=== Source passage ===
Canadian man attacked by grizzly bear sow protecting cubs
A British Columbia man is lucky to be alive after he surprised a grizzly bear sow and her cubs. Last month, Alex Neumann, who lives on “the forested outskirts of Prince George,” stopped for a little bit of fishing at his favorite spot along the Willow River on his way to a ranching job, CBC reports. However, instead of catching a bite, a bite caught him—in the form of a grizzly bear.
According to CBC, Neumann didn’t see or hear the grizzly sow and her three tiny cubs before she attacked, grabbing him on the shoulder, picking him up and biting down.
“It was like a popping sound. She had a good hold on me. I held on to her head when she grabbed me,” said Neumann. “If I hadn’t, I would have been ripped apart probably. She literally picked me up off my feet.”
While the bear initially “shook him twice” before throwing him “into a grove of alders,” it got worse once the cubs decided to pay attention to Neumann.
“Each time the cubs came, her aggression would build,” Neumann told CBC. “Her ears were down, she was clicking her teeth. She made huffing sounds at first. Then heavy guttural breathing that you could feel through your entire body.”
Neumann was starting to panic but knew he was his only hope of rescue. Despite his wounds, he was able to get up and start back towards his truck, talking to the grizzly bear to keep her calm. She followed him the entire way, “drooling, huffing and swatting the ground,” according to CBC.
===
◆ What needs to be done
Write a continuation of the grizzly bear attack article that picks up after its last paragraph. The entries that come next are separate material and have no connection to the grizzly bear attack article.
=== Given entries ===
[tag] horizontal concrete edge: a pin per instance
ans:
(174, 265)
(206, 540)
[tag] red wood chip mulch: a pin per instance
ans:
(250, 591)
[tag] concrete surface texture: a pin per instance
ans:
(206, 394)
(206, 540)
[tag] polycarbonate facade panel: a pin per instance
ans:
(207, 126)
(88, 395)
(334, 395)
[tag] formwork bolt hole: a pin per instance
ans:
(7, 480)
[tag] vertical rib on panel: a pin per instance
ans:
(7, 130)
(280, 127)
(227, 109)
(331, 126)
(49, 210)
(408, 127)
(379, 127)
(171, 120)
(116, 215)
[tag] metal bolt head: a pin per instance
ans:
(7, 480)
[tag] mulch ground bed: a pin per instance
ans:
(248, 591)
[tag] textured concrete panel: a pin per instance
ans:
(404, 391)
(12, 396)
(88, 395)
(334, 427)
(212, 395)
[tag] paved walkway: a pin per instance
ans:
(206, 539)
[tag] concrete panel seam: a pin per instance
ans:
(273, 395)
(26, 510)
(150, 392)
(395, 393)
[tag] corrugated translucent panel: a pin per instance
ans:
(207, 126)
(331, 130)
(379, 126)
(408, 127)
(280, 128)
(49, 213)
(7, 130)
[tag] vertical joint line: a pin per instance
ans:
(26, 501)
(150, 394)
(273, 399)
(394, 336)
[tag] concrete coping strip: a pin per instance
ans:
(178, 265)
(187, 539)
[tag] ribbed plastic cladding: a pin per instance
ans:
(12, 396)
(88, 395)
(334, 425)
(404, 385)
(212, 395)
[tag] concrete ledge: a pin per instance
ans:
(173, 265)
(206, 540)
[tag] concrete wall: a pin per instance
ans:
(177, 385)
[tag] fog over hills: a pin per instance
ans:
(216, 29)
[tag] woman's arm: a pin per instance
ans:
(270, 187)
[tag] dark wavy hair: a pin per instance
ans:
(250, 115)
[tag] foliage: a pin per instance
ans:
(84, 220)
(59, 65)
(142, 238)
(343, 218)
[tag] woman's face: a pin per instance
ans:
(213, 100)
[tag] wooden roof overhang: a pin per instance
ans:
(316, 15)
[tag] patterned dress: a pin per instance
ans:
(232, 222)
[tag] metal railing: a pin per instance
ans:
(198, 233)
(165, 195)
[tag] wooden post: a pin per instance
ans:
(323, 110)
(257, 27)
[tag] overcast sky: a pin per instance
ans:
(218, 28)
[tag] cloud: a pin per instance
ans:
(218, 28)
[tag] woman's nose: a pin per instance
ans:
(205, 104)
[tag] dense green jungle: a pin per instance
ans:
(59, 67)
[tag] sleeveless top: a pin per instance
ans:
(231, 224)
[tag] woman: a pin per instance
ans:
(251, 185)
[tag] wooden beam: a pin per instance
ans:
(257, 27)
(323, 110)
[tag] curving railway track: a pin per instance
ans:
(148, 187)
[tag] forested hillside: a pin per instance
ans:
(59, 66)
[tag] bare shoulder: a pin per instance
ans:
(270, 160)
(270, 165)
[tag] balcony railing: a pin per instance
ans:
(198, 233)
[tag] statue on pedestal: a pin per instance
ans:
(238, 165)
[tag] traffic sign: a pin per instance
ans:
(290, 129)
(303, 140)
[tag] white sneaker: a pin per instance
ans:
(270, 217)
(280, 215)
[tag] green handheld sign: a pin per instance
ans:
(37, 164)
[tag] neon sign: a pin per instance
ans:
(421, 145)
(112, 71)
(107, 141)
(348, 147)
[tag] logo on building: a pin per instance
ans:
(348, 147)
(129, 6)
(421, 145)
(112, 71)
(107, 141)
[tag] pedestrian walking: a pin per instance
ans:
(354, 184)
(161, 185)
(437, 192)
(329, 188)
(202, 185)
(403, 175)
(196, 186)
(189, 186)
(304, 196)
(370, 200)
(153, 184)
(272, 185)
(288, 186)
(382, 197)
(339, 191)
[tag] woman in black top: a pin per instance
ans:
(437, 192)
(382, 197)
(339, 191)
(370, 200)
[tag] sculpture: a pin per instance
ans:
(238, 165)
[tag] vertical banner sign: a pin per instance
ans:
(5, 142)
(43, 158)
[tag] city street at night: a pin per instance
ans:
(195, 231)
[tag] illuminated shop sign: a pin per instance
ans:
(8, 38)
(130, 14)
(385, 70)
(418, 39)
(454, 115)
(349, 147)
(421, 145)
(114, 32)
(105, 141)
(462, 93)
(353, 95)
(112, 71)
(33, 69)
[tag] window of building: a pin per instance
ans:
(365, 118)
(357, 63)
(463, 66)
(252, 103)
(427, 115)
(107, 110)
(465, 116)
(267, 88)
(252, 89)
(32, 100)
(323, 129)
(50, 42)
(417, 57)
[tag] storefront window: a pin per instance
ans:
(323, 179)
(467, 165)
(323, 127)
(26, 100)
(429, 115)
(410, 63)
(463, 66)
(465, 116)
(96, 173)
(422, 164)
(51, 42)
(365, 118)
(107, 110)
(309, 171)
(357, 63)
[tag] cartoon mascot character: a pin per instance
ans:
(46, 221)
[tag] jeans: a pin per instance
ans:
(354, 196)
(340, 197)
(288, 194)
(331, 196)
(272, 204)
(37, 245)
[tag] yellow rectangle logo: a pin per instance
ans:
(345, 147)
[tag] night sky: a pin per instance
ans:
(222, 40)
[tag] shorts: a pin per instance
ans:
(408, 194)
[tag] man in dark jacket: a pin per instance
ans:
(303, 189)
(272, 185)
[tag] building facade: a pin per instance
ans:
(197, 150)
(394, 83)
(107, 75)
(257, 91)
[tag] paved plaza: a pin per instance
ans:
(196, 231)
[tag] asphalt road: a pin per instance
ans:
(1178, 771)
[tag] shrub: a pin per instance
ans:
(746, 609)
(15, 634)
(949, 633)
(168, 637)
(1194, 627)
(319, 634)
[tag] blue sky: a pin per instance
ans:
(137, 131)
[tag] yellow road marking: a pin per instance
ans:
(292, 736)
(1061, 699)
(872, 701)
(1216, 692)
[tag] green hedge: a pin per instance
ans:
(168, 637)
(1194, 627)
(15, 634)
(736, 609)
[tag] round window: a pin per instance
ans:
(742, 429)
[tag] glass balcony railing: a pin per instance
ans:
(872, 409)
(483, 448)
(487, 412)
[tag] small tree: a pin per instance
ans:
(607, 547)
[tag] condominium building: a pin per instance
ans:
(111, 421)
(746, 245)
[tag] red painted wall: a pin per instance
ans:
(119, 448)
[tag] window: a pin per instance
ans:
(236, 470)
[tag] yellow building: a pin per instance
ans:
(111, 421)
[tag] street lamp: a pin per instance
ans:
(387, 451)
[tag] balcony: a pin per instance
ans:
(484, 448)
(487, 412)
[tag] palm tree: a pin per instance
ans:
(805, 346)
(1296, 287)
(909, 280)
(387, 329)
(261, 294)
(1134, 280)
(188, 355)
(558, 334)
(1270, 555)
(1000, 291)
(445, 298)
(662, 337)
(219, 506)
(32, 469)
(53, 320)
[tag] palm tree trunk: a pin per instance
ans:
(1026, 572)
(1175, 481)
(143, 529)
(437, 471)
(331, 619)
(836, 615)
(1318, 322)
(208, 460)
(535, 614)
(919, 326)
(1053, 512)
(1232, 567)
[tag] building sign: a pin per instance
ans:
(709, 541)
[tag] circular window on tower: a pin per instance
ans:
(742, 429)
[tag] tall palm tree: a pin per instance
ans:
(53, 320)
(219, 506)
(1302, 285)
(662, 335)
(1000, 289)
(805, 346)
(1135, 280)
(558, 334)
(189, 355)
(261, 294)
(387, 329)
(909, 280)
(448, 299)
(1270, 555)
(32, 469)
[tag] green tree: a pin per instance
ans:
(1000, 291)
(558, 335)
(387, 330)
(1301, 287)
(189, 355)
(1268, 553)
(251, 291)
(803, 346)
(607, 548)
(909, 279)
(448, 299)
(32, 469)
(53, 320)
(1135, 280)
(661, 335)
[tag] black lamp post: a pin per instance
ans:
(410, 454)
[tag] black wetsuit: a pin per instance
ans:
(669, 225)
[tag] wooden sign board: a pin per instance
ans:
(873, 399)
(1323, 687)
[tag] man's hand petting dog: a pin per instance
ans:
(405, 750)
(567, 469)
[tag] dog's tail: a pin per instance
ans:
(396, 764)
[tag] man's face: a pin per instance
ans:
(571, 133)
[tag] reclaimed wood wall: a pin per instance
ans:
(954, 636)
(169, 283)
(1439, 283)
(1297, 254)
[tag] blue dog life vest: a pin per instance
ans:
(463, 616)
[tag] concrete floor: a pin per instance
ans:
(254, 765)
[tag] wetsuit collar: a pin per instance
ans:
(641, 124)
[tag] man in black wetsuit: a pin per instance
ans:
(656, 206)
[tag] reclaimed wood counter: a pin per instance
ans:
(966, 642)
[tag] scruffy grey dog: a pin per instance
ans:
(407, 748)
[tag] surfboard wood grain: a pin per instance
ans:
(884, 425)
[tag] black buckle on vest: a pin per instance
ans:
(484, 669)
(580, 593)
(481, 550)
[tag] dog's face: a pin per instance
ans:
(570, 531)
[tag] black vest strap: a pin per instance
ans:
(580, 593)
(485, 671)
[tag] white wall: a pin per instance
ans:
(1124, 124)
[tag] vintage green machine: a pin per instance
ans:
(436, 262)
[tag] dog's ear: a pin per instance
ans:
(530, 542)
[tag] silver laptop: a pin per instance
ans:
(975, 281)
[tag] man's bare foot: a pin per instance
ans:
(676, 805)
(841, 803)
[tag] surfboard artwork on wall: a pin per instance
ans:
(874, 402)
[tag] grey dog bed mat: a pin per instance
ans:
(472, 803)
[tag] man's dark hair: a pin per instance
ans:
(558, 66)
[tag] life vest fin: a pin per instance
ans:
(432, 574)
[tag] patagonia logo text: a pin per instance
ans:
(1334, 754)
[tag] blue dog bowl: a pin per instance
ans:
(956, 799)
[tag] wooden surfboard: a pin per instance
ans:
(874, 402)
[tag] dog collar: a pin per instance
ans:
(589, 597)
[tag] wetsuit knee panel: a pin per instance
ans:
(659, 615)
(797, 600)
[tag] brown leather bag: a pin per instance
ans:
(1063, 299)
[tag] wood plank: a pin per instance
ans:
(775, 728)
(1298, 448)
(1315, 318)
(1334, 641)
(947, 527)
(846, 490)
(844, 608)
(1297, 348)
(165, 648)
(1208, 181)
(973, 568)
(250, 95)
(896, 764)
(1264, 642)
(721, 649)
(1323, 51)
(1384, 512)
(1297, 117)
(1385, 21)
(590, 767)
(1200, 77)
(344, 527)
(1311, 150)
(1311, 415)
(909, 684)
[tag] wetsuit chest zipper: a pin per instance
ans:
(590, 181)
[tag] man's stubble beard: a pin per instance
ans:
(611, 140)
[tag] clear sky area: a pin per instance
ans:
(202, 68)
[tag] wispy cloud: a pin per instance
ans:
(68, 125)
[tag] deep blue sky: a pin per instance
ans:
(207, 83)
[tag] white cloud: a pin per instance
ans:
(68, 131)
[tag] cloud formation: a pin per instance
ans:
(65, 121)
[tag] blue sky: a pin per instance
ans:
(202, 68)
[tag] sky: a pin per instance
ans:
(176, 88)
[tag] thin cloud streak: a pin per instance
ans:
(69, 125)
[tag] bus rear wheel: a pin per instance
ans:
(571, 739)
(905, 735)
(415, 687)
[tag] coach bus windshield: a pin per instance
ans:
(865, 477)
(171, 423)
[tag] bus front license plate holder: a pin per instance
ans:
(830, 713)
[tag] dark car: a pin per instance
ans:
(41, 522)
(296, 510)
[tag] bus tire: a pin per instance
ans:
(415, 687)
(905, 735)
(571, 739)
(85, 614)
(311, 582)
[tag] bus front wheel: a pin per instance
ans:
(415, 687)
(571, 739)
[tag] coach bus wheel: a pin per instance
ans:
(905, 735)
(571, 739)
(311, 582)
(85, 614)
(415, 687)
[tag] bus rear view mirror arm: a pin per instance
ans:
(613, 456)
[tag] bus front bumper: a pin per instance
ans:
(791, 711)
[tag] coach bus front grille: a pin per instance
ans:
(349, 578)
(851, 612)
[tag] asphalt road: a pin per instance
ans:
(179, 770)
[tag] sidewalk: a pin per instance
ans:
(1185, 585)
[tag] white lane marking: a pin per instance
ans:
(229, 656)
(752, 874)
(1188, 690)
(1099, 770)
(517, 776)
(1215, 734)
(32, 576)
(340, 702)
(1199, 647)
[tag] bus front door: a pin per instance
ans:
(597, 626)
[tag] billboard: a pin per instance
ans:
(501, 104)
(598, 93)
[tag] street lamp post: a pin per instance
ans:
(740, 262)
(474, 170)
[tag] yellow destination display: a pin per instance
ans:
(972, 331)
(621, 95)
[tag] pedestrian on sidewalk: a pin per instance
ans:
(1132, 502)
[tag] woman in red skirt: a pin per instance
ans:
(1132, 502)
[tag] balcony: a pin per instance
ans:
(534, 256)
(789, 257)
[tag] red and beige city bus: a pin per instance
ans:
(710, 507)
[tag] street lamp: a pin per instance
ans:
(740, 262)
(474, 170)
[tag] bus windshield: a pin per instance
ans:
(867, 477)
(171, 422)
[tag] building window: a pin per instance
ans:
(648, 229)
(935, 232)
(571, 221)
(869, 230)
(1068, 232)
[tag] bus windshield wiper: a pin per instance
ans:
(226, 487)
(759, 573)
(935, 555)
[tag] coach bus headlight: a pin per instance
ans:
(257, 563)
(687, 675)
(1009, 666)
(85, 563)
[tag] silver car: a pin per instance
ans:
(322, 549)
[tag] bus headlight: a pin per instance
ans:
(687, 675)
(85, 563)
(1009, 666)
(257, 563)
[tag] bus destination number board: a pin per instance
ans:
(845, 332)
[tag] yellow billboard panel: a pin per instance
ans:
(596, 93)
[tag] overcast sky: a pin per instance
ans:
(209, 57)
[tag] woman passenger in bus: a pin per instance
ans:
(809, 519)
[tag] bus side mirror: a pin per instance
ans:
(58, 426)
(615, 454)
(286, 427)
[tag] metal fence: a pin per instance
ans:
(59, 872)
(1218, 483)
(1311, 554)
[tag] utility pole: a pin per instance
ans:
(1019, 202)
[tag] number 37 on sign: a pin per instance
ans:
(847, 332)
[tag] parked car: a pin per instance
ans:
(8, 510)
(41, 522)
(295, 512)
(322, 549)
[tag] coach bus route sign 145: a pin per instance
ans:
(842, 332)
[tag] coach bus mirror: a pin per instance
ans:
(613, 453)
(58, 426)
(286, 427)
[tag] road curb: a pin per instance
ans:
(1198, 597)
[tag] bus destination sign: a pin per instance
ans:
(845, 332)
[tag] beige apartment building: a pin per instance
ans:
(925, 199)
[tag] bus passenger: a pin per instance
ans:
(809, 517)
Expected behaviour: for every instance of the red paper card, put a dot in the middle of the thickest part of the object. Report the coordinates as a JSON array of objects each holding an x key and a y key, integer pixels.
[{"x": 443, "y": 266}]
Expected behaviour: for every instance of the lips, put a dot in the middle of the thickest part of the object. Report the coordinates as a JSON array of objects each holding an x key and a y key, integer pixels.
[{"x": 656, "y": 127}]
===
◆ Result of the exercise
“That was the most terrifying part,” said Neumann. “I knew if I were to trip she would be on top of me.”
Fortunately, he made it to his truck and was able to drive away.
“I was so glad she let me live, that was the main thing in my head. I felt this bear had the opportunity to pull me into a million pieces and she didn’t,” said Neumann.
Once he arrived at the hospital in Prince George, he was given antibiotics for his puncture wounds, lucky to be intact aside from those despite an infection he later developed under his shoulder blade. Unfortunately, he has lingering trauma from the attack, which led him to seek out counseling.
“I was just in the wrong place at the wrong time,” said Neumann. “I don’t want people to fear going in the outdoors, because it’s so beautiful.”